*Problem description*. Print verbatim the lines of the entries from the one containing "could you circle the man for" to the last, inclusive, and no others.

***** Excerpted data

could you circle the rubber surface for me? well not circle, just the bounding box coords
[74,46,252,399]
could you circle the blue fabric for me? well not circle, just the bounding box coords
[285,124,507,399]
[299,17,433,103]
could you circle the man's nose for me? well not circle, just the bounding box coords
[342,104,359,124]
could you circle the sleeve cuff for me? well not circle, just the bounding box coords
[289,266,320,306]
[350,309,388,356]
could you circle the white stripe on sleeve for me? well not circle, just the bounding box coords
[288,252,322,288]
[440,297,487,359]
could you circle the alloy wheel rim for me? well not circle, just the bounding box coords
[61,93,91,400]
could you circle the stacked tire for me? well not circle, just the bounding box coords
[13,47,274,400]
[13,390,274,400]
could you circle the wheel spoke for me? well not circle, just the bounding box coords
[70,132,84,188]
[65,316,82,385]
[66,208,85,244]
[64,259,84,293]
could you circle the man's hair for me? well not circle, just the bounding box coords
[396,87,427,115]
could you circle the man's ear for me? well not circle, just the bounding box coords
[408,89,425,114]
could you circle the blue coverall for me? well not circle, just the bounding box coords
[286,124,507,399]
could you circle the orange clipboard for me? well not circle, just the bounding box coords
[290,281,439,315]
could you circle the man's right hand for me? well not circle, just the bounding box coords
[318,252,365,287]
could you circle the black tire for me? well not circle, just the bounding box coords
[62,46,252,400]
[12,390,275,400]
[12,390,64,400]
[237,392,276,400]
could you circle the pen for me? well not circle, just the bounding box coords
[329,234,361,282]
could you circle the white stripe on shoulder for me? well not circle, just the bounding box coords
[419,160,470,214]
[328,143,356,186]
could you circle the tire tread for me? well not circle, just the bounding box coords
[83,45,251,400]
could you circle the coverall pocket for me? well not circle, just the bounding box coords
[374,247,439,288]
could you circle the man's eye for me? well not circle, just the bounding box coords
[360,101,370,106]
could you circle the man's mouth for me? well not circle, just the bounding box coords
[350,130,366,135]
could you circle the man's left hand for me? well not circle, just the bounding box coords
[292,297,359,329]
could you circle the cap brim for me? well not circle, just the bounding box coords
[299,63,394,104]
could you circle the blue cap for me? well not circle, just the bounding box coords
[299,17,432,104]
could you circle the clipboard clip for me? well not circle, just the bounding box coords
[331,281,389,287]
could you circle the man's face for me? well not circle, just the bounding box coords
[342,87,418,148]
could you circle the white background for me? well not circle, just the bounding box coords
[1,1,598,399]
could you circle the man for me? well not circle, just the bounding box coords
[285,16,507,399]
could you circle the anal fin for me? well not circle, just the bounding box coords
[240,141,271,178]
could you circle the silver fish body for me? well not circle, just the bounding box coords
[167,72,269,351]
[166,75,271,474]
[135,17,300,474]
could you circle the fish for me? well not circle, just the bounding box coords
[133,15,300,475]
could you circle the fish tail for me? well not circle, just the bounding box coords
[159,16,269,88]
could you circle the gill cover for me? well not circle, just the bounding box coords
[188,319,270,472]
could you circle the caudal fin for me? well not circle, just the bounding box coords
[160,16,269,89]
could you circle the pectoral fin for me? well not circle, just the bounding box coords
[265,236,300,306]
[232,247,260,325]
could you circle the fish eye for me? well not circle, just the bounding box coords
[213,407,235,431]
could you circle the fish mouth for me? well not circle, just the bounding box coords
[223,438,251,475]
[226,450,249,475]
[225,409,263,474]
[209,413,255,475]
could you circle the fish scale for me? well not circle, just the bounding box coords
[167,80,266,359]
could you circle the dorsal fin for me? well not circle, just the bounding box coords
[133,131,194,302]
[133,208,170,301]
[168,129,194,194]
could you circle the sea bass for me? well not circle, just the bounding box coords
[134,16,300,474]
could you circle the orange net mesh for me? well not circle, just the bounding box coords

**********

*Task response*.
could you circle the man for me? well not circle, just the bounding box coords
[285,16,507,399]
could you circle the anal fin for me? well not circle, just the bounding box coords
[240,141,271,178]
could you circle the silver fish body for me? well not circle, just the bounding box coords
[167,72,269,351]
[166,75,271,474]
[135,17,300,474]
could you circle the fish for me? well not circle, just the bounding box coords
[133,15,300,475]
could you circle the fish tail for me? well not circle, just the bounding box coords
[159,16,269,88]
could you circle the gill cover for me? well not circle, just the bounding box coords
[188,319,270,472]
could you circle the caudal fin for me? well not circle, just the bounding box coords
[160,16,269,89]
could you circle the pectoral fin for me? well not circle, just the bounding box coords
[265,236,300,306]
[232,247,260,325]
could you circle the fish eye for me? well not circle, just the bounding box coords
[213,407,235,431]
could you circle the fish mouth for me? well not circle, just the bounding box coords
[223,438,251,475]
[226,450,249,475]
[225,409,263,474]
[209,413,255,475]
could you circle the fish scale for me? well not circle, just the bounding box coords
[167,80,266,359]
could you circle the dorsal fin for me? well not circle, just the bounding box coords
[133,131,194,302]
[133,208,170,301]
[168,129,194,194]
could you circle the sea bass for me? well not circle, just the bounding box coords
[134,16,300,474]
could you circle the orange net mesh for me? well not circle, just the bounding box coords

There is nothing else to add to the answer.